But well, in the question there is also completeness. It asks the same thing as the reply answers. So?


----------



## gvozd

punctuate said:


> But well, in the question there is also completeness. It asks the same thing. So?



Простите, я не понимаю, что вы спрашиваете. Продублируйте на русском, если не тяжело.


----------



## punctuate

Хорошо, но в вопросе тоже завершённость. Он спрашивает о том же самом [, о чём речь идёт в ответе]. Итак?


----------



## Maroseika

_*Moderatorial:

Dear foreros,

Please do not forget in your discussion about the topic question and the topic starter. Discussion should  center on the phrase in the thread title. Reasoning should be aimed at elucidation of the difficult topic issue and carry on the language deliberately known to the topic starter.*_


----------



## Jervoltage

Thank you all very much. I think all this information will take some time to digest!


----------



## Ben Jamin

Jervoltage said:


> Hi,
> 
> Я должен был рассказать милиционеру обо всём, что видел.
> I had to tell the police officer everything I saw.
--------------------------------
■ GIVEN TASK A ■
Answer these about the forum thread:
(i) In Russian, what does gvozd ask punctuate to do?
(ii) What does the moderator note say discussion should center on?
(iii) In the post quoted from Jervoltage, what English sentence is given for the Russian one?
■ GIVEN TASK B ■
Please reproduce the forum thread from the words "Простите, я не" up to and including the words "в ответе]. Итак?".
■ GIVEN TASK C ■
Take the forum thread further, continuing on from its last line.

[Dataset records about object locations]
--------------------------------
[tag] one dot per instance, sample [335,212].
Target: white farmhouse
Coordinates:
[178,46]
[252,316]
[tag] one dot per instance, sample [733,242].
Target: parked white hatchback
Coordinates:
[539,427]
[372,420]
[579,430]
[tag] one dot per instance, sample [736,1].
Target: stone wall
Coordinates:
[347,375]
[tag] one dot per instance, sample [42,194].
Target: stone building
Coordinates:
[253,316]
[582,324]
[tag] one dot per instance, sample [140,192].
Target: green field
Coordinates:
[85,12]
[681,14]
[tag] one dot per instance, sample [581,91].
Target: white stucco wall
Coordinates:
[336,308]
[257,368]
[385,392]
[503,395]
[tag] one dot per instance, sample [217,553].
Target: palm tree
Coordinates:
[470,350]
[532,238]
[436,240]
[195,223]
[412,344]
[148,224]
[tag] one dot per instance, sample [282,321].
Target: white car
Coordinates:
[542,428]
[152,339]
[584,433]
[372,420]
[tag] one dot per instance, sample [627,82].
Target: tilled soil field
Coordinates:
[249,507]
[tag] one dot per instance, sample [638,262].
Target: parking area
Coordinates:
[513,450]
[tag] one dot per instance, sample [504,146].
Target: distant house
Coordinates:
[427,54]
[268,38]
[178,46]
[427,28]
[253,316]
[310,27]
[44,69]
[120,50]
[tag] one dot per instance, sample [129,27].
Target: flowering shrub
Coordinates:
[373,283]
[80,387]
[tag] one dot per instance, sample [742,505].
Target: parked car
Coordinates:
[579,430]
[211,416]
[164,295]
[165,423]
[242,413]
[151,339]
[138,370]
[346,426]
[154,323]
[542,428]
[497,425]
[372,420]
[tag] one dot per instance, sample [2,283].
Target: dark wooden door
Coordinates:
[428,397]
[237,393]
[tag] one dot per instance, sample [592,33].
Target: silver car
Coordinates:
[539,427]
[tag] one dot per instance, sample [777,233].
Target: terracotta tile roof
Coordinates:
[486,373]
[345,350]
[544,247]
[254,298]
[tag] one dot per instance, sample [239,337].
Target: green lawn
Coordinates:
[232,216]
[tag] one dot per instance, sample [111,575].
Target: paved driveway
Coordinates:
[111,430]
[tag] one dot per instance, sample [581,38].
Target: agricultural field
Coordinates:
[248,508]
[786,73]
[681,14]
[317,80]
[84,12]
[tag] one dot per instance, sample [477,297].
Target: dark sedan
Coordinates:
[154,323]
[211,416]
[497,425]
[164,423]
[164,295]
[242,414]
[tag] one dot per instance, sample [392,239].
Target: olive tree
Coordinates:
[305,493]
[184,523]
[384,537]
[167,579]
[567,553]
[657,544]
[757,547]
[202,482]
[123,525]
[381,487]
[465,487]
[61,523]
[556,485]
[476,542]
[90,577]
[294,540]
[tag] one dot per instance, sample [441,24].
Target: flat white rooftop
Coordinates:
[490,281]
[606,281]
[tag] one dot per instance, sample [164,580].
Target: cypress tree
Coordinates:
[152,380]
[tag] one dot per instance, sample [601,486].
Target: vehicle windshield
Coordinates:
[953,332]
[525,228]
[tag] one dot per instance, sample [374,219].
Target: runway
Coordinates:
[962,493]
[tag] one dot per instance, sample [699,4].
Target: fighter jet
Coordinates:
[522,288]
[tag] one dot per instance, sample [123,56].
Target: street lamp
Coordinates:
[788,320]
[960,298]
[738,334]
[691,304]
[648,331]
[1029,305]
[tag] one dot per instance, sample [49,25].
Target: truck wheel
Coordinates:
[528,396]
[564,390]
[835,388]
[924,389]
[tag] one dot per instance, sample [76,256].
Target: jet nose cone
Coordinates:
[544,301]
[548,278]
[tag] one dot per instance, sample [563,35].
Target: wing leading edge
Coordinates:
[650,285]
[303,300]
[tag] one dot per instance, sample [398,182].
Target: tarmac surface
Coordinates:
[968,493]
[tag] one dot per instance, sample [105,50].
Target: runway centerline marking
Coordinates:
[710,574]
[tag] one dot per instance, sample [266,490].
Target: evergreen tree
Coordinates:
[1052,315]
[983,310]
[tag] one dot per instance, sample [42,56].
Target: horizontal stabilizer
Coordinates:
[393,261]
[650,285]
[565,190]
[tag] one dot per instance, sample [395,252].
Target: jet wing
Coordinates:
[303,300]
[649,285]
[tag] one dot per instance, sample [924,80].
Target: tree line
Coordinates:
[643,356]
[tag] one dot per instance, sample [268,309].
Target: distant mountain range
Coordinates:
--------------------------------
■ TASK RESPONSE A ■
(i) Repeat the message in Russian (if it isn't too difficult).
(ii) The phrase in the thread title.
(iii) "I had to tell the police officer everything I saw."

■ TASK RESPONSE B ■
Простите, я не понимаю, что вы спрашиваете. Продублируйте на русском, если не тяжело.


----------



## punctuate

Хорошо, но в вопросе тоже завершённость. Он спрашивает о том же самом [, о чём речь идёт в ответе]. Итак?

■ TASK RESPONSE C ■
> 
> Please, why is the imperfective видел (and not the perfective увидел) used in the sentence above, even though the action of seeing was not continuing any more?
> 
> Many thanks.


Скажите мне, что вы *видели*, сказал милиционер.
Tell me what you saw, said the policeman. = Tell me everything you saw in the time you were observig the man.
The answer can be: He was sitting and reading a newspaper, then he stood up to greet a newcomer, then they began to talk ....

Скажите мне ещё раз, что вы *увидели *когда он встал , сказал милиционер.
Tell me once again what you saw when he got up, said the policeman.
The answer can be: "Then I saw suddenly a gun hidden under his jacket."


----------



## Jervoltage

Thank you so much!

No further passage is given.